#### [OBJECTIVE]
List every line below that contains the word "digital", copying each line in full. Case counts.

#### [DATA TO PROCESS]

+-------+

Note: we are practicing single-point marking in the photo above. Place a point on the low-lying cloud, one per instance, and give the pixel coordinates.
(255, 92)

+-------+

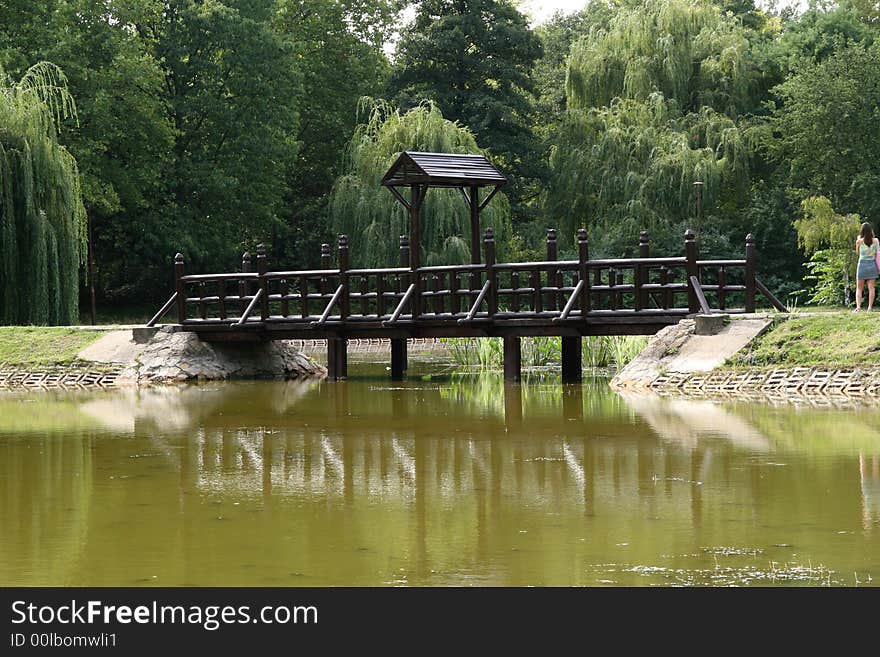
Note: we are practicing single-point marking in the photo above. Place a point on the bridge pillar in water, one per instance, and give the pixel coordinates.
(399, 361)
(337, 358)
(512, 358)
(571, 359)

+-------+

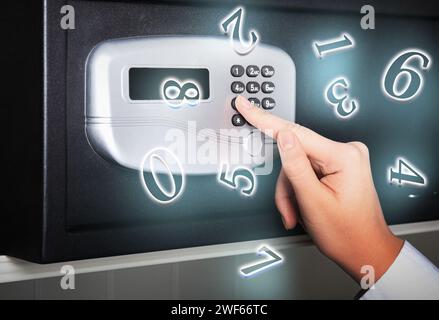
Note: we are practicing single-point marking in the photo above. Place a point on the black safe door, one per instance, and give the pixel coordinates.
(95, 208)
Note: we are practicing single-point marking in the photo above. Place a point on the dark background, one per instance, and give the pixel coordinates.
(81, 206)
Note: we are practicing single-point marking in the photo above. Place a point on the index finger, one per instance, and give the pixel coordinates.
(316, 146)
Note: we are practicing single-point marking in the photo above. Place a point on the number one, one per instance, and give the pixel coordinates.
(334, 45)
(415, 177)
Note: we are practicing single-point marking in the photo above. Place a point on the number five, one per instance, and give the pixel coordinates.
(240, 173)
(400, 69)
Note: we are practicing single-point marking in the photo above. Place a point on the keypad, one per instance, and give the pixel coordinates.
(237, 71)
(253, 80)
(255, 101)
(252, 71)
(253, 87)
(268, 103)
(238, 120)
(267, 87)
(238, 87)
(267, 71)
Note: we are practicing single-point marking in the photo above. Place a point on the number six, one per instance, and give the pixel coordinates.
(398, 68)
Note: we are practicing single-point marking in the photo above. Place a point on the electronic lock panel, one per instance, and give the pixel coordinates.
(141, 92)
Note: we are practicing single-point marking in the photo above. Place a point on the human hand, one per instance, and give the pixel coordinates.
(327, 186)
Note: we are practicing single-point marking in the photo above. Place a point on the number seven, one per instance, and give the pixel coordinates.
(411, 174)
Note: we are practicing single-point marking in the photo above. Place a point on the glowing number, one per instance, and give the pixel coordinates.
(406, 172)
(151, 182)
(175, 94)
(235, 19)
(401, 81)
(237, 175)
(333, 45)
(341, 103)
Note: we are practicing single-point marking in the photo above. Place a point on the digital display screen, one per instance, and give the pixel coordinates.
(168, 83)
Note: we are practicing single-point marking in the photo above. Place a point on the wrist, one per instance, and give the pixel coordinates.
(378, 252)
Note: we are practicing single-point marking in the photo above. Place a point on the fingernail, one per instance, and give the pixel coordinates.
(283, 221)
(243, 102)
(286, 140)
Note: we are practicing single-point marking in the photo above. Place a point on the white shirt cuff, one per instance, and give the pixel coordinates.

+-------+

#### [WRITTEN SOLUTION]
Note: we are practicing single-point marking in the photo above. Place a point on the digital display screen, one per instance, and give the pixel coordinates.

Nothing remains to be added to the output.